What is expected –
Summarize the forum thread in two sentences.

# LAPD OIS "Did they shoot you baybeh?"



## RodneyFarva (Jan 18, 2007)

Los Angeles, California — On June 24th, 2021 around 10:40 p.m., LAPD 77th Street Gang Enforcement Detail (GED) officers were in the area of 88th Street and Normandie Avenue. They saw a man, later identified as 38-year-old Darryl Grant, standing next to a vehicle parked in the alley south of 88th Street and east of Normandie Avenue. The officers saw what they believed was a handgun in Grant's sweatshirt pocket. The officers attempted to detain Grant, who removed the handgun from the pocket; at which time there was an officer-involved shooting. Grant was not struck by gunfire and was taken into custody. Grant was booked for 29800(A)(1) P.C., Possession of a Firearm by a Prohibited Person. The handgun Grant had removed from his pocket was recovered and booked as evidence.


----------



## CCCSD (Jul 30, 2017)

Maybe when English isspoken and understood…these things won’t happen anymore.

Lazy articulation leads to crime.


----------



## USAF286 (May 20, 2011)

He’s very lucky...those 2 guys should probably visit the range more frequently. 


Sent from my iPhone using Tapatalk


----------



## LA Copper (Feb 11, 2005)

USAF286 said:


> He’s very lucky...those 2 guys should probably visit the range more frequently.


You're probably right. Looks like they might need to practice more shooting on the move techniques since they were both backing up when they fired.


----------

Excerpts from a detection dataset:
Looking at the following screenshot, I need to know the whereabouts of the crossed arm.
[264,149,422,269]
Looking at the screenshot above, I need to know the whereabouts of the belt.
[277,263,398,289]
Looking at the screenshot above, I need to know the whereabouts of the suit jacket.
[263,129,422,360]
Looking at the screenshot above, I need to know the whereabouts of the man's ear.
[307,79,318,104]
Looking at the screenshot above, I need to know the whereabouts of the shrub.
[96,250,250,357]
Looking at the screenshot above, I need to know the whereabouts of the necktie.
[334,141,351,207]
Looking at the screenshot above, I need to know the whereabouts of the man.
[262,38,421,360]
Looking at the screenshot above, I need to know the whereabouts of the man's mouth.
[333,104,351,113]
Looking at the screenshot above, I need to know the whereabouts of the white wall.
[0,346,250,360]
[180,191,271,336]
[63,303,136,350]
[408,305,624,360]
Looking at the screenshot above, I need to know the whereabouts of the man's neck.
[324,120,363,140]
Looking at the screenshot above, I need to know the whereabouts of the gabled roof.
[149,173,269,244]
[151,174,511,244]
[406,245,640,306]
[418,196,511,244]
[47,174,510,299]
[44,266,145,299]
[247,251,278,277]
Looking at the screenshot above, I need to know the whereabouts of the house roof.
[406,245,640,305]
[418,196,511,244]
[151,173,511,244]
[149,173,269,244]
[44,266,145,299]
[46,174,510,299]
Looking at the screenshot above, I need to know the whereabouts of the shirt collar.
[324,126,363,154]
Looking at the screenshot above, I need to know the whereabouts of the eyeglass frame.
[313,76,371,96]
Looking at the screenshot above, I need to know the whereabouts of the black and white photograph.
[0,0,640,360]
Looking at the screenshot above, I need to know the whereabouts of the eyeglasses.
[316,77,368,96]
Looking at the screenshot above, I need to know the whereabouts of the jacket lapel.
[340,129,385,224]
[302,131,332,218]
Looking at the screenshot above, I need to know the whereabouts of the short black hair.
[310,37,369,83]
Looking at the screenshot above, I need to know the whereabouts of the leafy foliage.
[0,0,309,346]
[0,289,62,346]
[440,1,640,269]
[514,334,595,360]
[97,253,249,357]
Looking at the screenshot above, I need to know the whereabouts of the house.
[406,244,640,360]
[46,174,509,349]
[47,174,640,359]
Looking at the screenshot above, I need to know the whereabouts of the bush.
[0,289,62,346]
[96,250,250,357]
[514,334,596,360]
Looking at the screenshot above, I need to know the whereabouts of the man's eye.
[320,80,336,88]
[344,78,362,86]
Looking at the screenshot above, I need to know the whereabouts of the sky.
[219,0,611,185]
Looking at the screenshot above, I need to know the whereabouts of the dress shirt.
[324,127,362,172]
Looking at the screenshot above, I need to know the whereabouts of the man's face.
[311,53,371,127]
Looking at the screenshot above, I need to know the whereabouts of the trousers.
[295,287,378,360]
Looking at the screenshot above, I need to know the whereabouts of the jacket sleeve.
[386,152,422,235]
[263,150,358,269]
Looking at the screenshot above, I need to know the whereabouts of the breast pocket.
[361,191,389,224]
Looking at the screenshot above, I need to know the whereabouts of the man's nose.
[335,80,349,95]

--

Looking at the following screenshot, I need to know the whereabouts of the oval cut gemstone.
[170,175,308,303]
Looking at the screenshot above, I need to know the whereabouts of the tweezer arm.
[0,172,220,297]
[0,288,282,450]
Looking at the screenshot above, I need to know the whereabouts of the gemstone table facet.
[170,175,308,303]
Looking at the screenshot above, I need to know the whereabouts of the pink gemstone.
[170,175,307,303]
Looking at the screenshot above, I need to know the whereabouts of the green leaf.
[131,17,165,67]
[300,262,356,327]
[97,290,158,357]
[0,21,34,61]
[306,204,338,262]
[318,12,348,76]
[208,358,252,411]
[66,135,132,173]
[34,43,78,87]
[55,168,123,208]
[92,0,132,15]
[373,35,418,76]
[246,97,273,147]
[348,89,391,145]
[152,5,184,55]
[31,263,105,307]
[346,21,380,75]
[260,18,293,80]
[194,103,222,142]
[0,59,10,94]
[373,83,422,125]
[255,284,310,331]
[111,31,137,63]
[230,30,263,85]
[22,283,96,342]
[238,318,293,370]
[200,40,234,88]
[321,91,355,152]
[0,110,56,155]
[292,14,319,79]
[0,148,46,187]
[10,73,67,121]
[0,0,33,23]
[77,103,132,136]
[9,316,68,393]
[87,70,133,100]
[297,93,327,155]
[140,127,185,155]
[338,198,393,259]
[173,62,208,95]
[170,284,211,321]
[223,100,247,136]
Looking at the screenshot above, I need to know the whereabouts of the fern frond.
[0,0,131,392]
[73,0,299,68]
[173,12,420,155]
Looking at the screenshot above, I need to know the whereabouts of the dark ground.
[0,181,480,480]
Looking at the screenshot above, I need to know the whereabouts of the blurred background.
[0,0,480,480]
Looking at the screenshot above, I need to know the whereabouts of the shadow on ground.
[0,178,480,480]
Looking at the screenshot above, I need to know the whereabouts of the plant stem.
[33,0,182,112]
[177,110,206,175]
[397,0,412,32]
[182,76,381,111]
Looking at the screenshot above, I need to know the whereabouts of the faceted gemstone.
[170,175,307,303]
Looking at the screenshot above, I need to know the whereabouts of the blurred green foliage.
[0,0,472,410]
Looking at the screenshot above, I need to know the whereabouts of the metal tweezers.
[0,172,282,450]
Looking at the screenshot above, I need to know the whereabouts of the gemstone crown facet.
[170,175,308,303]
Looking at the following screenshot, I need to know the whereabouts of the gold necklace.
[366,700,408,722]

Full output –
A post reports that on June 24th, 2021, LAPD gang enforcement officers tried to detain Darryl Grant in an alley near 88th Street and Normandie Avenue after seeing what they believed was a handgun in his sweatshirt pocket, and an officer-involved shooting followed when he removed it. Grant was not hit and was booked for possession of a firearm by a prohibited person, and replies say the two officers should visit the range more and practice shooting on the move, since both were backing up when they fired.